§ Texto para leer
+ + + + +
Mi madre ha terminado de morir. Desde hace años ese era mi deseo. No quería que siguiera viviendo de la manera que siempre temió: postrada, impedida para tomar decisiones, incapaz de comunicar su voluntad. Ahora que ya no sufre, mi corazón de hija la llora, pero mi condición humana lo celebra. No había tenido una experiencia tan vívida de sentimientos encontrados. Se siente como una pelea del dolor contra la alegría, que de pronto se transforma en una de la alegría contra el dolor. A ratos ambas emociones conviven pacíficamente. Es ahí cuando mi mente funciona serena y me siento casi capaz de verme desde fuera de mi cuerpo.
Así, viajo a algunos de nuestros momentos decisorios…
El de la esposa maltratada en frente de sus hijos, que convirtió esa violenta humillación en una lección de vida: “empaquen sus útiles y sus uniformes, que nos vamos”. Entre más años tengo más me maravillo con la sabiduría de la que fue capaz para mostrarnos que eso –que nos parecía el fin de todo– cambiaba las circunstancias, pero no el objetivo. Entendimos que la educación seguía siendo la ruta para salir adelante, aunque ya ni techo garantizado tuviéramos.
Viajo más. Quiero dejar el nido siendo muy joven, ¡15 años! Ella se siente traicionada, pero reflexiona. “Si usted quiere volar, vuele”. El resto es mi historia. ¡Cómo no agradecer infinitamente ese voto de confianza con el que descubrí el poder de la libertad!
Adelanto nuestra historia unos años y la oigo recibiendo la noticia de mi embarazo. “Yo lo soñé”, me dijo embriagada de ilusión por la llegada de su primer nieto, sin el menor reproche por mi falta de compromiso de pareja estable. Con mi hijo le descubrí una forma de amor que no usó conmigo. Para mí, el trabajo inagotable, los principios no negociables, los resultados. Para él, la ternura, el juego, la comprensión. Así cimentó la fuente de mis luces y mis sombras.
+ + + + +
§ Detalles del ejercicio
Copia otra vez el tramo del texto sobre la madre que va desde "Mi madre ha" hasta "de mi cuerpo.", pero cambia "pelea" por "lucha".
+ + + + +
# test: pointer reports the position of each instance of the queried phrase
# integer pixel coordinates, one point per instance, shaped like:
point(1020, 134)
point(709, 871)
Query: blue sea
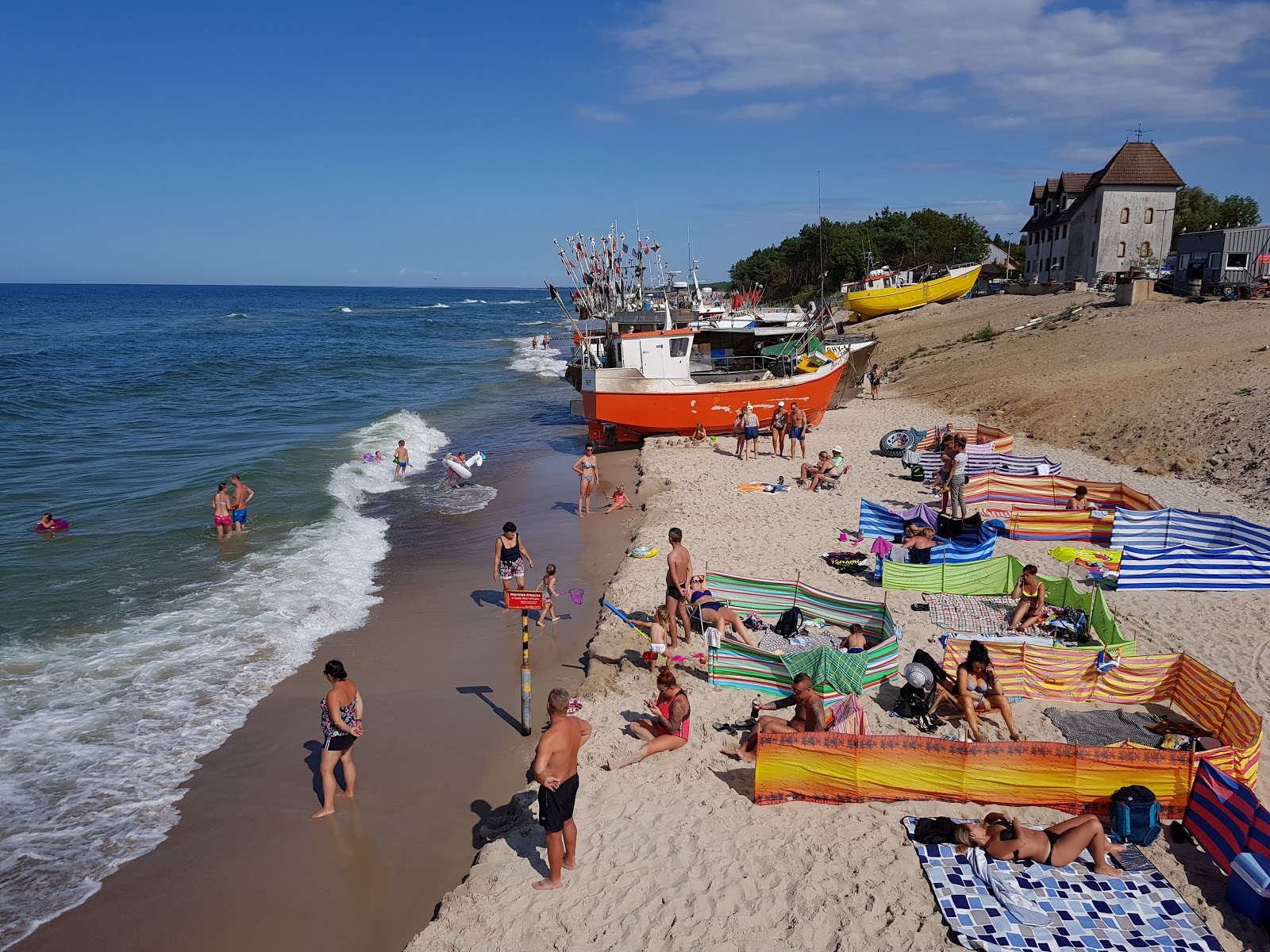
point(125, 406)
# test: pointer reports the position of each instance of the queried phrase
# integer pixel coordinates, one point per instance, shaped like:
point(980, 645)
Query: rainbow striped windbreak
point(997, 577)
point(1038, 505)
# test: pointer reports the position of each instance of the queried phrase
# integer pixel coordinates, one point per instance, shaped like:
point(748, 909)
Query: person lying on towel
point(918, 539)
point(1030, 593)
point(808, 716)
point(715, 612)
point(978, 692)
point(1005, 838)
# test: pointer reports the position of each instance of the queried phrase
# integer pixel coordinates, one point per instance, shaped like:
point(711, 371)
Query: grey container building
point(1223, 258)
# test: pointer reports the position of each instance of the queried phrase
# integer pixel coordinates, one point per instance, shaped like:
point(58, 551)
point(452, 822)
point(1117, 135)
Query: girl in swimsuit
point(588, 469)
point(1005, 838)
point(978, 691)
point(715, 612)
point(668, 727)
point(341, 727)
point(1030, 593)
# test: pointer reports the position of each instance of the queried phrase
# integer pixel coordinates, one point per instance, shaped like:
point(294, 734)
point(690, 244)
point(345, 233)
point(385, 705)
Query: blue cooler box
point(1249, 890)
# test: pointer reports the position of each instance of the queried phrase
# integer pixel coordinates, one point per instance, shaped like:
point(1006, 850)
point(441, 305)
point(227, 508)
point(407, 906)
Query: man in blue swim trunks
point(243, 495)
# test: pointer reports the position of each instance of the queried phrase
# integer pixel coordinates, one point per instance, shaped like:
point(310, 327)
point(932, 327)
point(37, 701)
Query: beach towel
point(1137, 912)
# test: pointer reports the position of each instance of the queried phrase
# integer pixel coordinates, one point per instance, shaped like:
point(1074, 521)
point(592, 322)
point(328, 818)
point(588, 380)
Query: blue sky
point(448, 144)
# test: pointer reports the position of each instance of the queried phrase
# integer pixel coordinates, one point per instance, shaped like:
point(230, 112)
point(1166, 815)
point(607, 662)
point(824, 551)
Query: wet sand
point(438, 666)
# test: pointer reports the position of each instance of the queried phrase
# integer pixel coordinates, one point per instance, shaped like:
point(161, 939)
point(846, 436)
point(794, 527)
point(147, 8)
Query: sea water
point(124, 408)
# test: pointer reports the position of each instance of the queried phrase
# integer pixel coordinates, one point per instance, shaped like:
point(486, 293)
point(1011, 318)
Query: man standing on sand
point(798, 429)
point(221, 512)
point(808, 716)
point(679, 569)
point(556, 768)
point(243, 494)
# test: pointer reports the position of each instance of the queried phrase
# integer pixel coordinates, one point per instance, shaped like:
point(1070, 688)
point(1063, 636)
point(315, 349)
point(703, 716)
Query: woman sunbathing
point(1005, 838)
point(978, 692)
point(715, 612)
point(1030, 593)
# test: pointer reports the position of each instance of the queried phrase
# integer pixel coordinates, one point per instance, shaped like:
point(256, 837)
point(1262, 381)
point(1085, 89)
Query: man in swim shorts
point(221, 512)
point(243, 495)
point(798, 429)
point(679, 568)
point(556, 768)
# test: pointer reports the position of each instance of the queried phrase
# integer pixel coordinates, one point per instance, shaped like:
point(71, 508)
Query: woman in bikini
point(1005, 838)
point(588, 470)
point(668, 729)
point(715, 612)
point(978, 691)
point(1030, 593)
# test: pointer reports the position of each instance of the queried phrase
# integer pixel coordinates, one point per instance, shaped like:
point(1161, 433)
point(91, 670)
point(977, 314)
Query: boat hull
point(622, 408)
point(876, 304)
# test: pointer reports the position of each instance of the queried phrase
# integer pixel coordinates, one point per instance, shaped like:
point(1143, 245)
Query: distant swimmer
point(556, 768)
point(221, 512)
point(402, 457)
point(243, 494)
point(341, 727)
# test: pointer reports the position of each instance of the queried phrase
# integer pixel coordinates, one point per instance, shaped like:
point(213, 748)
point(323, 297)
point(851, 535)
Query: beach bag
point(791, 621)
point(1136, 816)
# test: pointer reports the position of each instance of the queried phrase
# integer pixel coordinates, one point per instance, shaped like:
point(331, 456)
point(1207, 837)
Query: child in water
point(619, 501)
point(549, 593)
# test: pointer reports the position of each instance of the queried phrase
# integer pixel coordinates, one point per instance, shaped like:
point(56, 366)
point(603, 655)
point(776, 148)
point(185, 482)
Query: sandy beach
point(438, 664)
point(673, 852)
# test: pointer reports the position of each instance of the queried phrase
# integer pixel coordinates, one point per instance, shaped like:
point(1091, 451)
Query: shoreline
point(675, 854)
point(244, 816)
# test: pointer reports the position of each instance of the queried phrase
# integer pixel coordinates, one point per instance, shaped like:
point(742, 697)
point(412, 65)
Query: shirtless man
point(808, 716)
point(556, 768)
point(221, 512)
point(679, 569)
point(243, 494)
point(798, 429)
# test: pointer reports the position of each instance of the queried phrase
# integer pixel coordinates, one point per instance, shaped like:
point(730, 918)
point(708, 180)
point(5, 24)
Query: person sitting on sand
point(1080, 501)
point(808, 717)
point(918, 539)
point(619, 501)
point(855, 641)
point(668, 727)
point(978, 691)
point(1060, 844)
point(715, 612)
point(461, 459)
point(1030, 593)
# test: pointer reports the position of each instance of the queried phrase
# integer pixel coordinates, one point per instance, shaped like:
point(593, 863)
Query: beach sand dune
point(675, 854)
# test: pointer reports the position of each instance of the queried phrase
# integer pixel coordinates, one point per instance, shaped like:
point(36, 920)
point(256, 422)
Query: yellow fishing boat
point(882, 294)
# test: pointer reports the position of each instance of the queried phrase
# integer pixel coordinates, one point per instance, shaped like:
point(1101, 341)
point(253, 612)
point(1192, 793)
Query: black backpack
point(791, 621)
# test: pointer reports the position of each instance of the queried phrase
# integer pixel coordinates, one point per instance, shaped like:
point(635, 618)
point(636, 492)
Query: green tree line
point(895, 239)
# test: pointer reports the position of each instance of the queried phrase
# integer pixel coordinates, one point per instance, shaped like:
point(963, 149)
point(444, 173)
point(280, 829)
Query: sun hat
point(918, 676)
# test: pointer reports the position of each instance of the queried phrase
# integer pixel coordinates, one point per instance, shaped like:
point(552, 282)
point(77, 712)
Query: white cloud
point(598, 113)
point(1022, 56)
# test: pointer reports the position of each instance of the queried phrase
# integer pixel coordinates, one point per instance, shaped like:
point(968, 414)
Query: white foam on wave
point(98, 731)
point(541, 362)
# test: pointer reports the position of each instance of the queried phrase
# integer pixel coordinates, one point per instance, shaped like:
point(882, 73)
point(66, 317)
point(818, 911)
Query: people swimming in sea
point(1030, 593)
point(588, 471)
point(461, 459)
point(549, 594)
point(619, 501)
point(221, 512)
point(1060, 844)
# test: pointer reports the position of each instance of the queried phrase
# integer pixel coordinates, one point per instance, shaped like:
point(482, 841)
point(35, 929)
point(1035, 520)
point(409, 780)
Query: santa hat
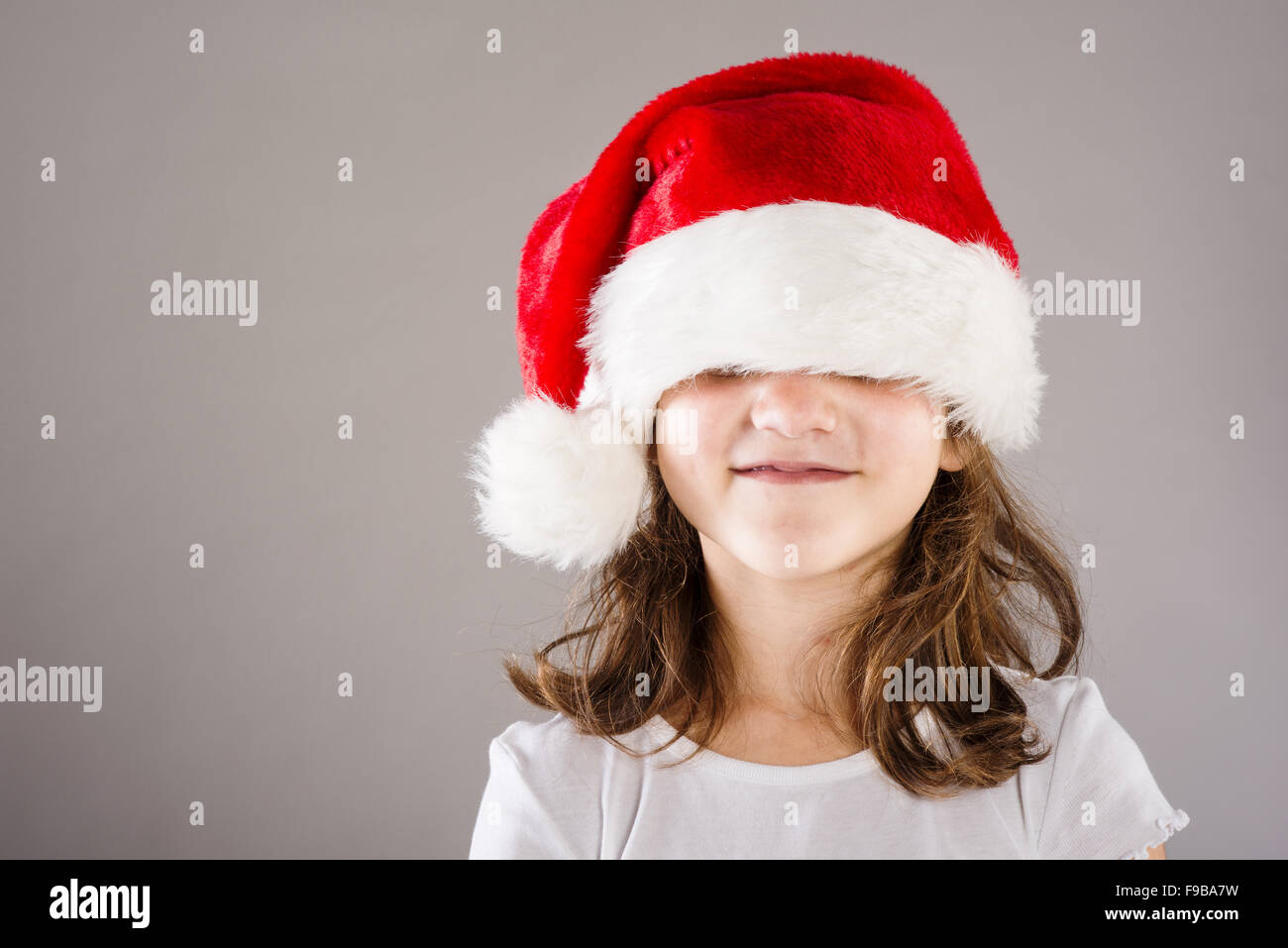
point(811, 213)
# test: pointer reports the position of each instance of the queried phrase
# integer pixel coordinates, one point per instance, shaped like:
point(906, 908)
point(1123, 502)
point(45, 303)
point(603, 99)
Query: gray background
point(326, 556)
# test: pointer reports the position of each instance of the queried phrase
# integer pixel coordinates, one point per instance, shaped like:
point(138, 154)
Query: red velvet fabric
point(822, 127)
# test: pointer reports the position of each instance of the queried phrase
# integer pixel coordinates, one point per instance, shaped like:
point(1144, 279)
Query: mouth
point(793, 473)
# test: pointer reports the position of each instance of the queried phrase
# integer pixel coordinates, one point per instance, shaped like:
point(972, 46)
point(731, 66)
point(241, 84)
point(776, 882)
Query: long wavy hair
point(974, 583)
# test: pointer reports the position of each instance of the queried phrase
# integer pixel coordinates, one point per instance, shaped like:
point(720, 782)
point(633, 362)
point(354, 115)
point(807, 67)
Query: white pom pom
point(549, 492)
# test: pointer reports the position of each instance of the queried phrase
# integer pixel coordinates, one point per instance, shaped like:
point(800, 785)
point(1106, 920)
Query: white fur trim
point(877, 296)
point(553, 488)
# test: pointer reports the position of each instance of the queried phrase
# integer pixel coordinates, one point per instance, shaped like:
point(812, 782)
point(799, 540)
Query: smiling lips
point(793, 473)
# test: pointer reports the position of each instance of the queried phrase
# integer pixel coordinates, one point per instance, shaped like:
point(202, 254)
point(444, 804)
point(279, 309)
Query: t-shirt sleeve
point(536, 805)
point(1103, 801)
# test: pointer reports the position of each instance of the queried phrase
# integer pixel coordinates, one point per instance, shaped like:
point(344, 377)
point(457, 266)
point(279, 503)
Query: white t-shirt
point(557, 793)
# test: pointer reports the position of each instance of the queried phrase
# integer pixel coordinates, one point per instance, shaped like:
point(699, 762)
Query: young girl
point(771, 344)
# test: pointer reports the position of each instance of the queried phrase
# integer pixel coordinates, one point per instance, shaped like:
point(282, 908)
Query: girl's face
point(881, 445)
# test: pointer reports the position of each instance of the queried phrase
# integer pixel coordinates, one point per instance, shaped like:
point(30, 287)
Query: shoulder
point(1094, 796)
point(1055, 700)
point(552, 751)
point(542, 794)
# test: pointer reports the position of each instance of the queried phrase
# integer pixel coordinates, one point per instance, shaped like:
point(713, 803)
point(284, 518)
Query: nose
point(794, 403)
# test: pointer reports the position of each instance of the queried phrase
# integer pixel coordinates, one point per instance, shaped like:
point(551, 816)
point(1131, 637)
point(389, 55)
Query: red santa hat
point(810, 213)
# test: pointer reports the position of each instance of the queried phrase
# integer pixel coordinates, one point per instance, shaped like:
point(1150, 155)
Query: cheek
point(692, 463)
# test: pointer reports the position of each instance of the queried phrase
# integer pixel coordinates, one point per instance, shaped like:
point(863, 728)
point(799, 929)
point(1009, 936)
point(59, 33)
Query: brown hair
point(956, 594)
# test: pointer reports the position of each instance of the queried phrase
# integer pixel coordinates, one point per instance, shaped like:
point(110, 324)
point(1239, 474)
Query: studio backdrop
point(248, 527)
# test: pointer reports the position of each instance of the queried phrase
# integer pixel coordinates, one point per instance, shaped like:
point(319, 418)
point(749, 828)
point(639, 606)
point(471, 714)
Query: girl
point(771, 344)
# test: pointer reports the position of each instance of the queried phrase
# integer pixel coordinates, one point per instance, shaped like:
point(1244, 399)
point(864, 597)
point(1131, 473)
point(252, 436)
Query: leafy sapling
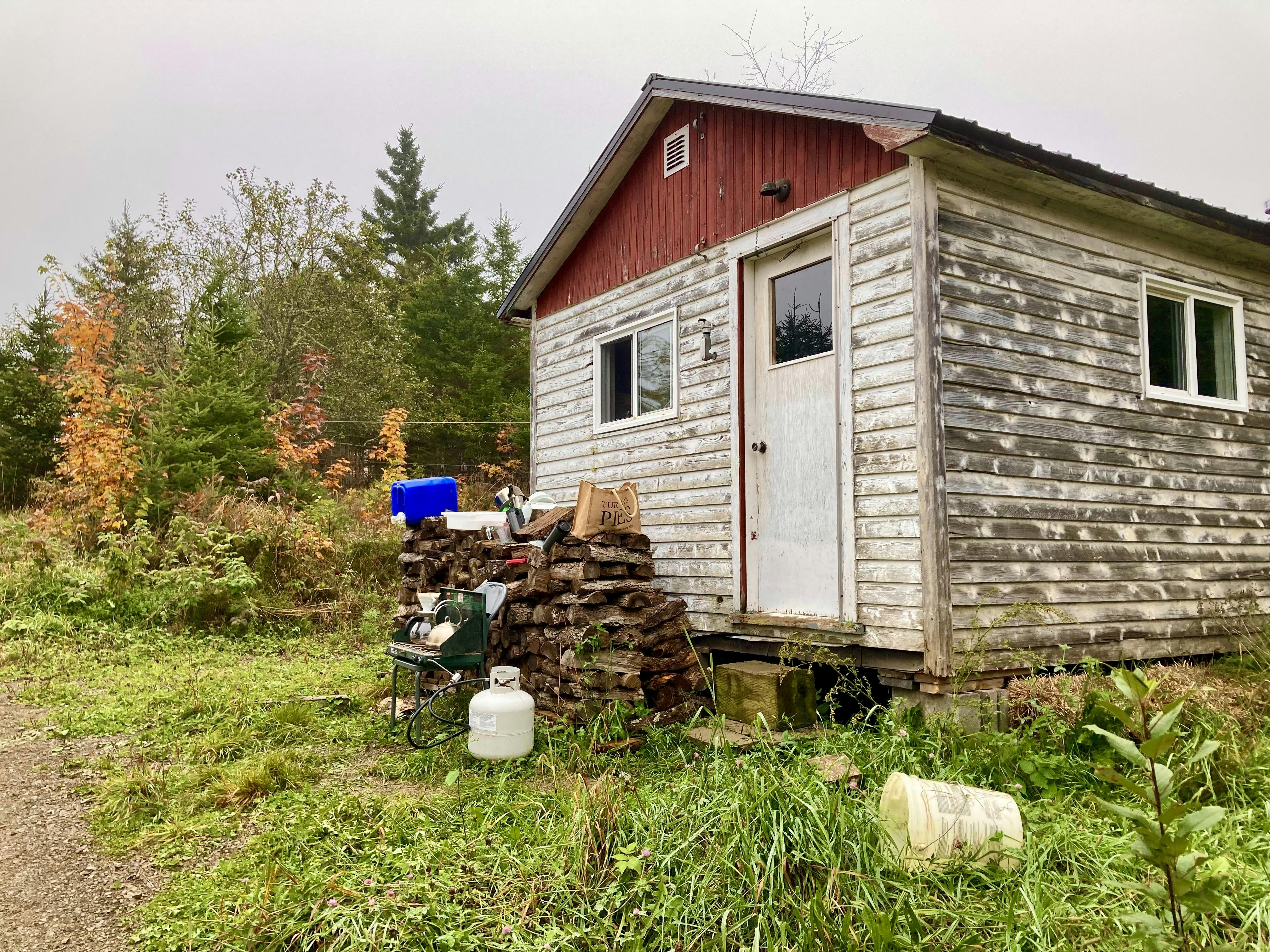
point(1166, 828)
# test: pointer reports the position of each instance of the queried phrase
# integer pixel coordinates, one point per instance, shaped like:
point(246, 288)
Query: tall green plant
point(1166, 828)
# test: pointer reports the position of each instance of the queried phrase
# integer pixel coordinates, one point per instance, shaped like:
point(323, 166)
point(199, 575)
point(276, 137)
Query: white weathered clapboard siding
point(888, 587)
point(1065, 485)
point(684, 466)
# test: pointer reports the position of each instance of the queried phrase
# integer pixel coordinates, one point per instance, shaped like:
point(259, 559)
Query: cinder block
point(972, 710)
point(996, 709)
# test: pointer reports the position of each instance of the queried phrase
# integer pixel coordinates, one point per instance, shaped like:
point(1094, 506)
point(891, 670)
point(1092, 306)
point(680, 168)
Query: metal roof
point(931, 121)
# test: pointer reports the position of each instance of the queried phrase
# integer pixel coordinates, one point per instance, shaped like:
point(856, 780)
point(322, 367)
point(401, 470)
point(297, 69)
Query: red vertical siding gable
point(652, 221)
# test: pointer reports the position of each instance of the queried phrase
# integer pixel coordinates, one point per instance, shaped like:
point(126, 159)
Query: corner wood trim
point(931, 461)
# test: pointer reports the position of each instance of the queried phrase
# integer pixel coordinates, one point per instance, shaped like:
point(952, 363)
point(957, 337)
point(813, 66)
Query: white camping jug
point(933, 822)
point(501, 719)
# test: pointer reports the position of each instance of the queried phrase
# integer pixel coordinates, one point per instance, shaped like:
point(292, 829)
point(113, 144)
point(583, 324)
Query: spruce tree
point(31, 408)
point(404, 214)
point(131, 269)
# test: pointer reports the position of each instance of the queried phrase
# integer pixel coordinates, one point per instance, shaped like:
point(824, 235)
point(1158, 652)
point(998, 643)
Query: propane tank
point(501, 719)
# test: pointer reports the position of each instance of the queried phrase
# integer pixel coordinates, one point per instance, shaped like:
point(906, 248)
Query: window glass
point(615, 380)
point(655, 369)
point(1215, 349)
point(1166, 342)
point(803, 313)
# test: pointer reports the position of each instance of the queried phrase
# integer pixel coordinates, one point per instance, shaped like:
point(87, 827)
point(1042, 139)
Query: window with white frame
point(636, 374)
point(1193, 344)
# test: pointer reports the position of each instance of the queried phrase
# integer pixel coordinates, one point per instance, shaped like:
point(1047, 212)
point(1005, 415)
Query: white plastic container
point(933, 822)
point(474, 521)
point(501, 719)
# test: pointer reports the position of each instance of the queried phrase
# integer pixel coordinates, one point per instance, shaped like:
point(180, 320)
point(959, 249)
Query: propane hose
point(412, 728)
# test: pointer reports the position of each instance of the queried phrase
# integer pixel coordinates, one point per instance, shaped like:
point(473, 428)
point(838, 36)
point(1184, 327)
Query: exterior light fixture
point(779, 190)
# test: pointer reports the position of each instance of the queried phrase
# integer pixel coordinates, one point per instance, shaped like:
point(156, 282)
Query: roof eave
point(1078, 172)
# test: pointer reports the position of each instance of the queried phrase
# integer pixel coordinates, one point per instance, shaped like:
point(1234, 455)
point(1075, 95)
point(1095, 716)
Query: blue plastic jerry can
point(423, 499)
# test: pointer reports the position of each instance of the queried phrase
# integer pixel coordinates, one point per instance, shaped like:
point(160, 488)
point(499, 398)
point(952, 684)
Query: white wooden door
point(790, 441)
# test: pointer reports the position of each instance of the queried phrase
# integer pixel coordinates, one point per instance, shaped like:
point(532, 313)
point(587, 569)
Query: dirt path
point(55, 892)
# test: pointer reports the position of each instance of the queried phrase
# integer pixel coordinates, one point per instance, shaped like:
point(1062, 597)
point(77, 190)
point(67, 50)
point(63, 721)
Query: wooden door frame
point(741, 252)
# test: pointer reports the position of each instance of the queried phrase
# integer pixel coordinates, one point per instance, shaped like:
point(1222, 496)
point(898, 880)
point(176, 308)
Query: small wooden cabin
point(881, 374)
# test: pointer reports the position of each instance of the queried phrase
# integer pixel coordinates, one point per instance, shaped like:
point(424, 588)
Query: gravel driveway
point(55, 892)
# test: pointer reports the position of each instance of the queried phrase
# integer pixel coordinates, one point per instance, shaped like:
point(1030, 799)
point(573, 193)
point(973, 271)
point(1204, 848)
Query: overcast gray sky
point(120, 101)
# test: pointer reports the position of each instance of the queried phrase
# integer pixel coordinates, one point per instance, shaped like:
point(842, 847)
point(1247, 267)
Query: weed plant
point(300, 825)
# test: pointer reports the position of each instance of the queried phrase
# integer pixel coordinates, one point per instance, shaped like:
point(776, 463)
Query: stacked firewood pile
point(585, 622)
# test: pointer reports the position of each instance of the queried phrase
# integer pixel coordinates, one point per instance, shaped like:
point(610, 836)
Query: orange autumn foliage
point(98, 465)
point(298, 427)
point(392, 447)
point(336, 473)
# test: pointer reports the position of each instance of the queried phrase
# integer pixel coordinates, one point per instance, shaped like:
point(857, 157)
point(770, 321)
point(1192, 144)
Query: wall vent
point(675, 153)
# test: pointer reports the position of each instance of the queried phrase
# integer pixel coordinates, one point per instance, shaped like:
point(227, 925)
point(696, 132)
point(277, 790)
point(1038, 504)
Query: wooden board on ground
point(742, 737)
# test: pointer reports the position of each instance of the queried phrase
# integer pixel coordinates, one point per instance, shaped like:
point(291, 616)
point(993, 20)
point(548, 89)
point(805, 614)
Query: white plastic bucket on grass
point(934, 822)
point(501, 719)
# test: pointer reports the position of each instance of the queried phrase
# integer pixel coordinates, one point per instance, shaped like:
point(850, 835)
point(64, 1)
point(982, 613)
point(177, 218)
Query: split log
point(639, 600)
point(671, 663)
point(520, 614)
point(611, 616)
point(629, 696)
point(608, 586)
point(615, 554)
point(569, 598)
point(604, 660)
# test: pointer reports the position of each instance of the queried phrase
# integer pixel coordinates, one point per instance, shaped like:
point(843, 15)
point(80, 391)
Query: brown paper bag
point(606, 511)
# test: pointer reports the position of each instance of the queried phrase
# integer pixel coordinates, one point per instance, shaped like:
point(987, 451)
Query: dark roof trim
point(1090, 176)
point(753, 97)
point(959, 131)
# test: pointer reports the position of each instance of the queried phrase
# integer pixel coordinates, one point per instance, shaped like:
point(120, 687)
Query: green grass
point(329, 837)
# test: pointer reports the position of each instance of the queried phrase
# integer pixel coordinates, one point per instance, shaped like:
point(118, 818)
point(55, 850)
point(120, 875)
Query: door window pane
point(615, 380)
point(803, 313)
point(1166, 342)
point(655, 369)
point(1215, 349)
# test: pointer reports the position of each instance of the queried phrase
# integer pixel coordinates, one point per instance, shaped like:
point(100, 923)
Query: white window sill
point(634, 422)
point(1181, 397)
+ + + + +
§ Resultado
Mi madre ha terminado de morir. Desde hace años ese era mi deseo. No quería que siguiera viviendo de la manera que siempre temió: postrada, impedida para tomar decisiones, incapaz de comunicar su voluntad. Ahora que ya no sufre, mi corazón de hija la llora, pero mi condición humana lo celebra. No había tenido una experiencia tan vívida de sentimientos encontrados. Se siente como una lucha del dolor contra la alegría, que de pronto se transforma en una de la alegría contra el dolor. A ratos ambas emociones conviven pacíficamente. Es ahí cuando mi mente funciona serena y me siento casi capaz de verme desde fuera de mi cuerpo.